▶ _Natural language region descriptions_:
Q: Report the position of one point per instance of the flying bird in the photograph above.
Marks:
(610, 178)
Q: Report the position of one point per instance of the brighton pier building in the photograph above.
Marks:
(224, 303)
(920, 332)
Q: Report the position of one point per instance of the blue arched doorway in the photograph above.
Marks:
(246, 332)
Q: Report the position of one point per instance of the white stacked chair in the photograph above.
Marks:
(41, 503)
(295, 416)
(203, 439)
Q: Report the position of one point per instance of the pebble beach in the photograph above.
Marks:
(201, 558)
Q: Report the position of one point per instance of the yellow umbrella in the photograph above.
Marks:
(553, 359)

▶ _YOUR TASK_: What needs duplicating is the run of lines from the one containing "beach in the photograph above." through the last line of the entries above, exact and complete.

▶ _RESULT OF THE EXERCISE_:
Q: Report the position of one point per instance of the pebble beach in the photograph above.
Marks:
(201, 558)
Q: Report the position of one point per instance of the yellow umbrella in the photograph above.
Marks:
(553, 359)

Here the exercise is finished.